Re: [R] Could concurrent R sessions mix up variables?

2010-12-11 Thread Tal Galili
Hello Anthony,
Since you are working on Windows, also consider using the "doSMP" with the
"foreach" package.
Although it is not fully GPL as many of us would have preferred (e.g: doSMP
is not on CRAN), it is still freely available (with source code and all) to
download (even without the need for "REvolution R").
See my post here:
http://www.r-statistics.com/2010/04/parallel-multicore-processing-with-r-on-windows/
On how to use them for parallel multicore processing.

My previous attempts at using the "snowfall" package with multicore has
failed.  But it could be that I have missed something, or that the package
was updated in meantime - so I would suggest trying both.
The multicore package is not available for windows.

Cheers,
Tal




Contact
Details:---
Contact me: tal.gal...@gmail.com |  972-52-7275845
Read me: www.talgalili.com (Hebrew) | www.biostatistics.co.il (Hebrew) |
www.r-statistics.com (English)
--




On Fri, Dec 10, 2010 at 8:58 PM, Phil Spector wrote:

> Anthony -
>   I would advise you to use the multicore or snowfall packages
> to utilize multiple CPUs.  As an example using multicore:
>
>  library(multicore)
>> sim = function(mu)max(replicate(10,max(rnorm(100,mu
>> library(multicore)
>> unlist(mclapply(c(1,5,10,20),sim))
>>
> [1]  6.569332 10.268091 15.335847 25.291502
>
> Using snowfall:
>
>  library(snowfall)
>> sim = function(mu)max(replicate(10,max(rnorm(100,mu
>> sfInit(cpus=4,type='SOCK',parallel=TRUE)
>> sfSapply(c(1,5,10,20),sim)
>>
> [1]  6.200161 10.307807 15.271581 25.055950
>
> Hope this helps.
>
>- Phil Spector
> Statistical Computing Facility
> Department of Statistics
> UC Berkeley
> spec...@stat.berkeley.edu
>
>
>
>
>
>
>
> On Fri, 10 Dec 2010, Anthony Damico wrote:
>
>  Hi, I'm working in R 2.11.1 x64 on Windows x86_64-pc-mingw32.
>>
>> I'm experiencing a strange problem in R that I'm not even sure how to
>> begin to fix.
>>
>> I've got a huge (forty-pages printed) simulation written in R that I'd
>> like to run multiple times.  When I open up R and run it on its own,
>> it works fine.  At the beginning of the program, there's a variable X
>> that I set to 1, 5, 10, 20, depending on how sensitive I want the
>> simulation to be to a certain parameter.  When I just run one instance
>> of R, the X variable stays the same throughout the program.

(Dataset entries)
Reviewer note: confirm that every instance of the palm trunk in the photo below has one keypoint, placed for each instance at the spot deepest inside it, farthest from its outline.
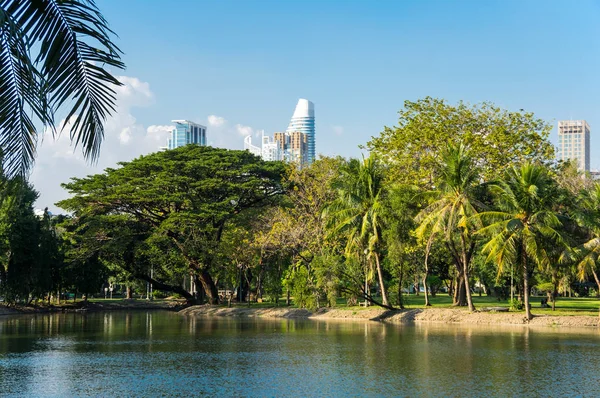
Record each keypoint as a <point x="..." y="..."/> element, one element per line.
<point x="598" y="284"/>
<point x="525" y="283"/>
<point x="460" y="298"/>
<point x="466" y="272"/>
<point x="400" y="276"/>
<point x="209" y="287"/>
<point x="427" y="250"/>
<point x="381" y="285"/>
...
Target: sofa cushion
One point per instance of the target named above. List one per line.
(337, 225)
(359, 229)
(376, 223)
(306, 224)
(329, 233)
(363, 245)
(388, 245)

* [Aim 1] According to the R mailing list thread, which package is not available for Windows?
* [Aim 2] Pick up the R mailing list thread after its last line and continue it.
This material has nothing to do with the R mailing list thread.

* [Exercise output 1] The multicore package.

* [Exercise output 2]
>>
>> I have a quad-core machine, so I'd like to take advantage of all four
>> processors.
>>
>> If I open up four sessions and set X to 1, 5, 10, and 20 in those
>> different sessions, then run all four simulations all the way through
>> (about eighteen hours of processing time) at the same time, the
>> variable X ends up being 20 at the end of all four sessions.  It's as
>> if R mixed up the variable setting between the four concurrent
>> sessions.  I can't figure out why else my variable X would ever get
>> changed to 20 in the three simulations that I set it to 1, 5, and 10,
>> respeectively (it doesn't get updated anywhere during the simulation).
>>
>> When I have all four of these simulations running concurrently, I am
>> absolutely maxing out my computer.  All four processors are at 100%,
>> and my Windows Task Manager says I'm using almost 100% of my 16 GB of
>> RAM.  Is it possible that intense resource use would cause a variable
>> conflict like this?  I have no idea where to start troubleshooting
>> this error, so any advice would be appreciated.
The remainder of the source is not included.